Stored records
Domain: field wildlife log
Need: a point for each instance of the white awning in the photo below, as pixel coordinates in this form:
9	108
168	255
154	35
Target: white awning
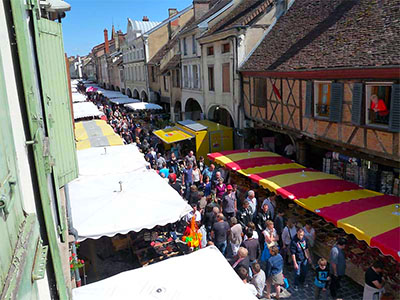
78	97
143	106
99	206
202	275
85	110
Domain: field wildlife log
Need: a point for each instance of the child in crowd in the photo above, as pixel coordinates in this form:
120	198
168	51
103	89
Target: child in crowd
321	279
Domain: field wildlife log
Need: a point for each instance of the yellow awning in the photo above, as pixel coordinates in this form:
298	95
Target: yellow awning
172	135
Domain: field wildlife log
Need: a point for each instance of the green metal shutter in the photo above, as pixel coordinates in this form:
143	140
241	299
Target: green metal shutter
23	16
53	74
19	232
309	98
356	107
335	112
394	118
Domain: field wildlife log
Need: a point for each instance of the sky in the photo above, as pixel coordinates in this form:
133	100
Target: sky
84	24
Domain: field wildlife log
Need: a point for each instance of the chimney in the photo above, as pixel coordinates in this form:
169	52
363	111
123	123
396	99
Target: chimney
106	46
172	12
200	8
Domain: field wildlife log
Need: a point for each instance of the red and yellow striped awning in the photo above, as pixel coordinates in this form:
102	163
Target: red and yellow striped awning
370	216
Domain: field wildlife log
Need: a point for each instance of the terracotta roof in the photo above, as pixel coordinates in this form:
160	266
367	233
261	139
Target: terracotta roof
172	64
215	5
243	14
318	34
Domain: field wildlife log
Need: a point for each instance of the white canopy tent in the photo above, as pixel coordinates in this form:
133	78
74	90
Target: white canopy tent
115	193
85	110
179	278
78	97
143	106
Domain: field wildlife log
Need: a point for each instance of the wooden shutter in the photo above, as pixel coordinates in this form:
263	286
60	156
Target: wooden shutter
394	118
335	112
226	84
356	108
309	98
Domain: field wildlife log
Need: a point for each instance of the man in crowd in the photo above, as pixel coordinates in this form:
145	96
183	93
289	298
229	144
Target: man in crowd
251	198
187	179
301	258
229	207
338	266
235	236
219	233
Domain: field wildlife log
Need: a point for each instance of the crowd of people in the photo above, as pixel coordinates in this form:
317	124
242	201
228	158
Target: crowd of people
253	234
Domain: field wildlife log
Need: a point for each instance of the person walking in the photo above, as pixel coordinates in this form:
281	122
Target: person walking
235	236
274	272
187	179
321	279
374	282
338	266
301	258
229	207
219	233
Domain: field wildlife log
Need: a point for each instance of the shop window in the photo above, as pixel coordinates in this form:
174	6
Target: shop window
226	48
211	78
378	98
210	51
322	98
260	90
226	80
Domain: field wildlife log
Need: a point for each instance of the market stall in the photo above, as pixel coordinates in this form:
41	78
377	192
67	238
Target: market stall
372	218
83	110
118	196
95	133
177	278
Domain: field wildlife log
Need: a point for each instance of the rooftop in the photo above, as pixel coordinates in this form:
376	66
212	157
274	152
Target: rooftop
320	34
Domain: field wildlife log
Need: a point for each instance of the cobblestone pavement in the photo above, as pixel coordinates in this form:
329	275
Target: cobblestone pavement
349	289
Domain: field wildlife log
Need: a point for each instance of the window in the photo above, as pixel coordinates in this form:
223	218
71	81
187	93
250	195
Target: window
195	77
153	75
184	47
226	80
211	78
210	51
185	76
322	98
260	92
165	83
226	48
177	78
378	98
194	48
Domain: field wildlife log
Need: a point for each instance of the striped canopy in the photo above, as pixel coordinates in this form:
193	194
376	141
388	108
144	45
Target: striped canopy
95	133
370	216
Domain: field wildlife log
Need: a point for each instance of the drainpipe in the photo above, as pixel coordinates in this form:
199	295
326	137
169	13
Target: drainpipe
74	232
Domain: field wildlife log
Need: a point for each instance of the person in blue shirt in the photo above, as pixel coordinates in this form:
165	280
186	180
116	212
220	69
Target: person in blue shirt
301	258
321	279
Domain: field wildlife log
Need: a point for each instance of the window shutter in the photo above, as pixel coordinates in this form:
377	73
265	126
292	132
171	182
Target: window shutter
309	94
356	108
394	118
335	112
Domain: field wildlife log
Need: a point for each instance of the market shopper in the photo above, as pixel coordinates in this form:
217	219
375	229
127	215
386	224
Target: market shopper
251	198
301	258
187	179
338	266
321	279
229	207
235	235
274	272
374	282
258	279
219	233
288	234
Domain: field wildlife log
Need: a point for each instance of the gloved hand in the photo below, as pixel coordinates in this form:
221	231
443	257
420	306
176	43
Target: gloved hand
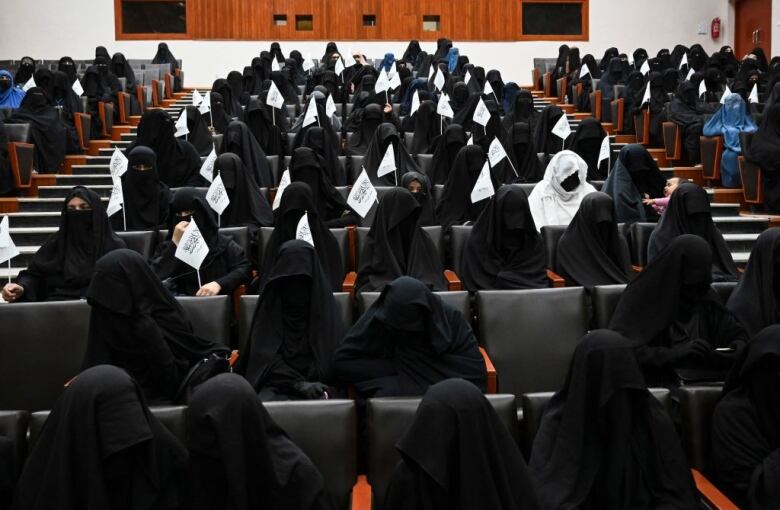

:: YOUR OBJECTIVE ::
Which lines in the listing above contain the string "people"? Show each of them.

:: EXERCISE RESPONSE ::
Need: a point for each instance of the crowd of people in the photo above, as pixel coordinates in this form:
Target: crowd of people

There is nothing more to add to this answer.